> [Extract provided]:
Unfortunately he cannot pose, and yet to make a picture you must have an intelligent model.
And now I must tell you that these days, as far as material things go, are cruelly hard. Life, no matter what I do, is pretty expensive here, almost like Paris, where you can spend 5 or 6 francs a day and have very little to show for it.
If I have models, I suffer a good deal for it. But it doesn’t matter, and I’m going to continue. And I can assure you that if you should happen to send me a little extra money sometimes, it would benefit the pictures, but not me. The only choice I have is between being a good painter and a bad one. I choose the first. But the needs of the painting are like those of a wasteful mistress, you can do nothing without money, and you never have enough of it. That’s why painting ought to be done at the public expense, instead of the artists being overburdened with it.
But there, we had better hold our tongues, because no one is forcing us to work, fate having ordained that indifference to painting be widespread and by way of being eternal.

> [Exercise set]:
1. Repeat the passage on the cost of painting from "Unfortunately he cannot" up to and including "overburdened with it.".
2. Carry on the passage on the cost of painting from the point where it stops.
The records are separate material, unconnected to the passage on the cost of painting.

> [Supplied entries]:
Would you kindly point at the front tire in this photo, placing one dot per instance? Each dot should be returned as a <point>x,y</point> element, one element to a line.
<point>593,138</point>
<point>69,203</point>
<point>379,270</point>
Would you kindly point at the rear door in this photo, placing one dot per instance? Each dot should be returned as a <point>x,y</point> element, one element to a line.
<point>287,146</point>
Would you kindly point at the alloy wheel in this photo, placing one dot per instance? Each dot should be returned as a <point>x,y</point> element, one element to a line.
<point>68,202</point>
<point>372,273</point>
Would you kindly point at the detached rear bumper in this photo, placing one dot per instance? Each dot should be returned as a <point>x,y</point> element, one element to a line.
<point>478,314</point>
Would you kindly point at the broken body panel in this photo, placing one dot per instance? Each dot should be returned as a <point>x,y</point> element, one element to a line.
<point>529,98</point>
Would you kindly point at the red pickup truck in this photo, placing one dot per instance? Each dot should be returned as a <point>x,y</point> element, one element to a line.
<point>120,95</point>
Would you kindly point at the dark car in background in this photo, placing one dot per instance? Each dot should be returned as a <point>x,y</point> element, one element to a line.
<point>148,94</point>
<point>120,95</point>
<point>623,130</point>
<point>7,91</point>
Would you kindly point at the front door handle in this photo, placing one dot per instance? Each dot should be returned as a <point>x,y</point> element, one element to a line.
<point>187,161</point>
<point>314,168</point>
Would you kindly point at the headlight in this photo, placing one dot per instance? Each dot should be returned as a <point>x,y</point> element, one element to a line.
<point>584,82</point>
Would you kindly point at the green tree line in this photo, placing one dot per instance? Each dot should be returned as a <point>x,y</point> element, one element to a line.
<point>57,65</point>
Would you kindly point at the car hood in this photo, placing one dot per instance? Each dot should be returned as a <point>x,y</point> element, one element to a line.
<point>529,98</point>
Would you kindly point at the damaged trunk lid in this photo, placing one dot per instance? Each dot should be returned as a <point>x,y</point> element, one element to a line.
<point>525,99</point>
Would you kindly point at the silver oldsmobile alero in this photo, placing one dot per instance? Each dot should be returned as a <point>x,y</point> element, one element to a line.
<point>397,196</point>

...

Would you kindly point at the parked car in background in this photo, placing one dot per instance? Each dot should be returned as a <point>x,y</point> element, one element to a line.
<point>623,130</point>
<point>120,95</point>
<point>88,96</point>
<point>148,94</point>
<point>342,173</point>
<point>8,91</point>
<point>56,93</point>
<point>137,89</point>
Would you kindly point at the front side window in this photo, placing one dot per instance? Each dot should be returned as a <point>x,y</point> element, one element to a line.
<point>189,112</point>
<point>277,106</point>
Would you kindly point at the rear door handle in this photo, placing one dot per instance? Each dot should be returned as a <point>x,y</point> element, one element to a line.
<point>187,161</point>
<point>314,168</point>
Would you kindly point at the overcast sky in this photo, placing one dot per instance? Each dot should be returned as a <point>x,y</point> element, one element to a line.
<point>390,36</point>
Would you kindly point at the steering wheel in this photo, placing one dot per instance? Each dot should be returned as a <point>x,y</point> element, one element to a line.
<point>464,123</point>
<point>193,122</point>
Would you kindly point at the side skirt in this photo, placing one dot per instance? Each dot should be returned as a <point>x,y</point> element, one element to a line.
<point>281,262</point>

---

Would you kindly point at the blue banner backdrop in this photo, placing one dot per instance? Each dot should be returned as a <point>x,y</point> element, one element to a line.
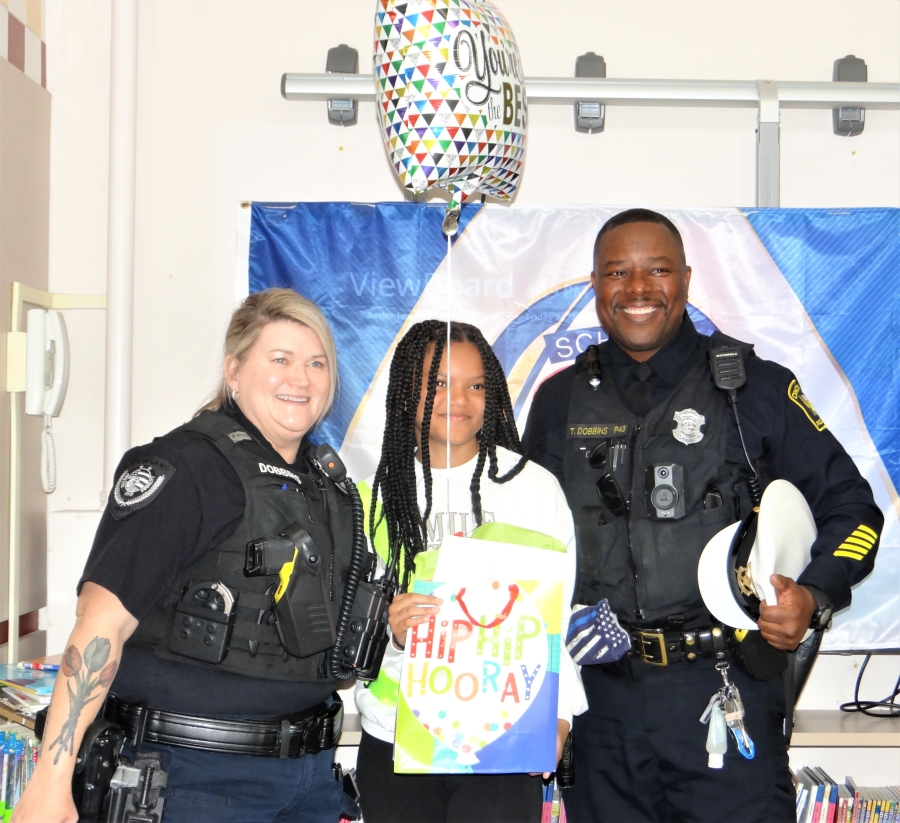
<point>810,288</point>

> [Final answers]:
1.
Unfortunately he cannot pose, and yet to make a picture you must have an intelligent model.
And now I must tell you that these days, as far as material things go, are cruelly hard. Life, no matter what I do, is pretty expensive here, almost like Paris, where you can spend 5 or 6 francs a day and have very little to show for it.
If I have models, I suffer a good deal for it. But it doesn’t matter, and I’m going to continue. And I can assure you that if you should happen to send me a little extra money sometimes, it would benefit the pictures, but not me. The only choice I have is between being a good painter and a bad one. I choose the first. But the needs of the painting are like those of a wasteful mistress, you can do nothing without money, and you never have enough of it. That’s why painting ought to be done at the public expense, instead of the artists being overburdened with it.

2.
Fortunately my digestion is so nearly all right again that I have lived for three weeks in the month on ship’s biscuits with milk and eggs. It is the blessed warmth that is bringing back my strength, and I was certainly right in going at once to the South, instead of waiting until the evil was past remedy. Yes, really, I am as well as other men now,
which I have never been except for a short while in Nuenen for instance, and it is rather pleasant. By other men I mean something like the navvies, old Tanguy, old Millet, the peasants. When you are well, you must be able to live on a piece of bread while you are working all day, and have enough strength to smoke and to drink your glass in the evening, that’s necessary under the circumstances. And all the same to feel the stars and the infinite high and clear above you. Then life is almost enchanted after all. Oh! those who don’t believe in this sun here are real infidels.
Unfortunately, along with the good god sun three quarters of the time there is the devil mistral.
Saturday’s post has gone, damn it, and I never doubted but I should get your letter. However, you see I am not fretting about it.
With a handshake.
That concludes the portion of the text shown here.